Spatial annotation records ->
--- Begin ---

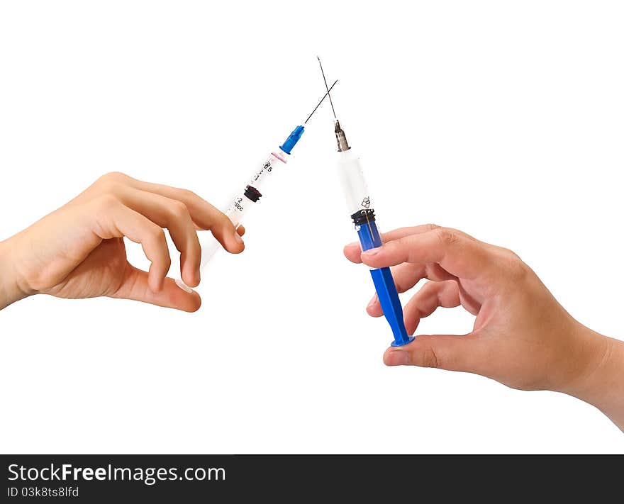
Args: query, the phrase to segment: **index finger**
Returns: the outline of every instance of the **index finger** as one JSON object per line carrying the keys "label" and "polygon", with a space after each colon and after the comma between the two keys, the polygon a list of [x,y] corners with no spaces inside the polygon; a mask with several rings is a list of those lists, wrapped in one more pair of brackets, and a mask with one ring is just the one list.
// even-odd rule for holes
{"label": "index finger", "polygon": [[186,206],[193,222],[199,229],[209,230],[228,252],[234,254],[243,252],[245,246],[243,241],[238,239],[240,234],[227,215],[193,191],[145,182],[128,175],[123,177],[128,184],[136,189],[182,201]]}
{"label": "index finger", "polygon": [[362,253],[362,261],[374,268],[403,262],[435,262],[462,279],[473,279],[495,267],[488,245],[447,228],[394,240]]}
{"label": "index finger", "polygon": [[[382,233],[381,235],[381,242],[385,243],[386,242],[402,238],[405,236],[409,236],[410,235],[427,233],[428,231],[431,231],[432,230],[438,229],[438,228],[440,228],[440,226],[436,225],[435,224],[423,224],[420,225],[399,228],[389,231],[388,233]],[[352,243],[345,245],[343,252],[347,259],[351,261],[351,262],[355,262],[357,264],[362,262],[362,258],[360,257],[362,254],[362,246],[360,245],[360,242],[353,242]]]}

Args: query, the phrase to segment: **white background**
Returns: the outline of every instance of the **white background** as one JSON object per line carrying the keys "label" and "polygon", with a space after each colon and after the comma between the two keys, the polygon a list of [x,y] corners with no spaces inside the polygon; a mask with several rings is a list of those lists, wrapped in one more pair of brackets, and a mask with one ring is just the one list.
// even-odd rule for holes
{"label": "white background", "polygon": [[[112,170],[225,206],[323,95],[318,54],[384,229],[511,248],[622,337],[623,26],[618,1],[4,1],[0,238]],[[334,150],[323,106],[196,313],[48,296],[0,313],[0,449],[624,451],[572,398],[383,365]],[[419,330],[472,324],[440,310]]]}

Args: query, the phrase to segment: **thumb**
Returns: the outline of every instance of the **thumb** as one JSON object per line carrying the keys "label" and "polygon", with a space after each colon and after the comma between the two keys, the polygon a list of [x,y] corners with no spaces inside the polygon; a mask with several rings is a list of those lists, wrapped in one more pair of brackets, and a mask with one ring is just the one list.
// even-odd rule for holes
{"label": "thumb", "polygon": [[479,346],[472,333],[420,335],[408,345],[386,350],[384,363],[386,366],[419,366],[475,372]]}

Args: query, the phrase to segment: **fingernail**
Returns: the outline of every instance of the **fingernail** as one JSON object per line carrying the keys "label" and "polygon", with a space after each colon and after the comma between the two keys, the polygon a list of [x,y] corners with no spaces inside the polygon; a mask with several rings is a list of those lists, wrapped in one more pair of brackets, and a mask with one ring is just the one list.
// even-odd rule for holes
{"label": "fingernail", "polygon": [[403,366],[409,364],[409,354],[403,350],[391,352],[386,357],[388,366]]}
{"label": "fingernail", "polygon": [[367,255],[367,256],[376,255],[377,254],[378,254],[379,252],[379,250],[381,250],[381,247],[375,247],[375,248],[374,248],[374,249],[369,249],[368,250],[364,250],[362,253],[363,255]]}
{"label": "fingernail", "polygon": [[188,292],[189,294],[191,294],[194,292],[193,289],[191,289],[186,284],[184,284],[184,282],[183,282],[182,280],[177,279],[176,280],[176,285],[178,287],[179,287],[181,289],[182,289],[184,292]]}

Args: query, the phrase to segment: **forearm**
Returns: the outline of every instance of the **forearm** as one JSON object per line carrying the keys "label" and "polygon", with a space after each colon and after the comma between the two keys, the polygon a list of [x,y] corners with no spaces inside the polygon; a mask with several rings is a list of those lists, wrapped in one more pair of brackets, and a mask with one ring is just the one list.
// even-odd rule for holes
{"label": "forearm", "polygon": [[596,406],[624,431],[624,342],[587,330],[598,342],[596,364],[564,391]]}
{"label": "forearm", "polygon": [[0,310],[27,296],[20,287],[11,252],[10,240],[0,242]]}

--- End ---

SET TASK ->
Show each line of the material above that contains the string "phrase". Case counts.

REPLY ->
Args: query, the phrase to segment: **index finger**
Args: query, the phrase to segment: **white background**
Args: query, the phrase to segment: **thumb**
Args: query, the phrase to segment: **fingernail**
Args: query, the phrase to segment: **forearm**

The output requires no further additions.